* [Directions]
#1 According to the passage on the Royal Higher Education Center, in what month and year was the university founded?
#2 Continue the passage on the Royal Higher Education Center, beginning after its final sentence.

* [Source extract]
☆ ☆ ☆ ☆ ☆ ☆ ☆
The Royal Higher Education Center (in Spanish: Centro de Estudios Superiores Royal) also known as Royal University, is a private university founded in August 2003 in the city of Nuevo Laredo, Tamaulipas, México. The institute belongs to the royal educational system, cofounded by Juan de Dios González and Sandra González, in this system prevails the formation of ethical values and the teaching of English language.

The university is associated with the UNESCO's Associated Schools Project Network (ASPnet), reason why the students learn a culture of peace, freedom and justice.

History
The royal educational system was born in 1989 with the opening of the Royal English Academy (REA), it was cofounded by Juan de Dios González and Sandra González. The system has been expanded piecemeal to include more levels of education, in 1991 the junior high school opened its doors and it is called "Colegio Bilingüe Real", in 1994 elementary and highschool were added, the highschool is called "Preparatoria Royal", since then, it has managed to break local, state and regional academic and cultural records.
☆ ☆ ☆ ☆ ☆ ☆ ☆
* [Supplied material]
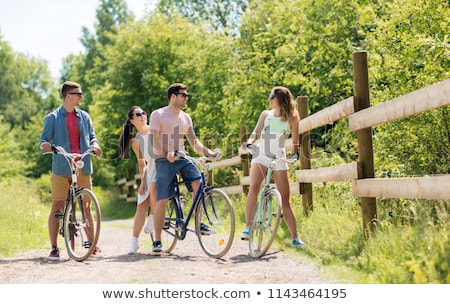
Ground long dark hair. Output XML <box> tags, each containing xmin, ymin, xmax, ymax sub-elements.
<box><xmin>272</xmin><ymin>87</ymin><xmax>300</xmax><ymax>121</ymax></box>
<box><xmin>119</xmin><ymin>106</ymin><xmax>141</xmax><ymax>159</ymax></box>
☆ ☆ ☆ ☆ ☆ ☆ ☆
* [Exercise results]
#1 August 2003.

#2
The Royal University was created on August 11, 2003, because of high local demand for quality education and having the intention of being the option to study in an excellent university without leaving the city and to form professionals with international vision, competitive spirit, and a solid national culture. As of 2009, the school offers kindergarten, elementary, middle-school, highschool and university. Today the university is well known for the bilingual professionals that graduate with an excellent formation and human values.

Academic programs

High school

Located in the same building of the university, the royal highschool "Preparatoria Royal" offers high school education in 3 years  with the distinctiveness of the system, the royal quality and the teaching of English language.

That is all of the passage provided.